This paper makes significant contributions to the topic of speculative decoding, offering a technique that can enhance speedup ratios. There are several strengths of this paper (which I personally find very inspiring), and the most important ones are listed below:

Clear presentation. The paper clearly outlines the background for developing this technique, and the introduction to related works is distinct and comprehensive. Figures and tables are presented well, making them easy for readers to understand. Important hyperparameters and experimental settings are clearly stated. The way experimental results are presented is highly readable.
Simple but effective method. The idea of transforming the autoregressive decoding process of the draft model into parallel decoding is brilliant, and the implementation of group-wise parallel training is simple, clear, and effective. The adaptations to existing methods are minor, and the proposed method can be integrated with most prior work.
Strong performance. The experimental results show a substantial speedup gain when ParallelSpec is applied. The proposed method outperforms state-of-the-art methods without significant training costs.
Well-designed experiments. ParallelSpec is compared with popular baselines in this field using mainstream benchmark datasets. The ablation studies focus on key components of the system's design.

# # # # #

Copy the passage of the speculative decoding review between "Simple but effective" and "most prior work.", inclusive. The lines after this point are unrelated to the speculative decoding review.

# # # # #

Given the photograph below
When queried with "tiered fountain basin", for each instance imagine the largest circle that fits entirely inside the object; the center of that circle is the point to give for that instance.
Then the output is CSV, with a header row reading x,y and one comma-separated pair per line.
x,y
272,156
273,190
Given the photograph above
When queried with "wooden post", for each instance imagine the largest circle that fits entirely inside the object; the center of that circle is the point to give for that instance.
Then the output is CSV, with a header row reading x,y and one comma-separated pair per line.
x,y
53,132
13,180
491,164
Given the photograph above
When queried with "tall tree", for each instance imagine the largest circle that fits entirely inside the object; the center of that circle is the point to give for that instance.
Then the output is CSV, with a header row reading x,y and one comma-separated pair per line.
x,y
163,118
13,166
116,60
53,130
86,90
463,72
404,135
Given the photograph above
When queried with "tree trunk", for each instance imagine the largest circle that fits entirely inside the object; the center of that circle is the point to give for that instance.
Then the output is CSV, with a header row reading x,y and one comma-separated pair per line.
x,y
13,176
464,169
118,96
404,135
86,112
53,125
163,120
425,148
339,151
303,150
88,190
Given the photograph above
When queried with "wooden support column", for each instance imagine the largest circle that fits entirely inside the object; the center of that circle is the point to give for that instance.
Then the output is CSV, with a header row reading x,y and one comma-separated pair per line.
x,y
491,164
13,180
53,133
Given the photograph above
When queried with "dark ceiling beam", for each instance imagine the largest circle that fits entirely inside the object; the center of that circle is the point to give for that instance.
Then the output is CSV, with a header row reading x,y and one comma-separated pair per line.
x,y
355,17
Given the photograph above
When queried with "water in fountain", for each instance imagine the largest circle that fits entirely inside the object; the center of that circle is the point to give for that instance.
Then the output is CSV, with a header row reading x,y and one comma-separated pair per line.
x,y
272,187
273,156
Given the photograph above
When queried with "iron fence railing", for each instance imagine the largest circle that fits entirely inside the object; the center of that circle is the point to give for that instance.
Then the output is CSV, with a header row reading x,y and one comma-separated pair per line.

# # # # #

## Answer to the exercise:
Simple but effective method. The idea of transforming the autoregressive decoding process of the draft model into parallel decoding is brilliant, and the implementation of group-wise parallel training is simple, clear, and effective. The adaptations to existing methods are minor, and the proposed method can be integrated with most prior work.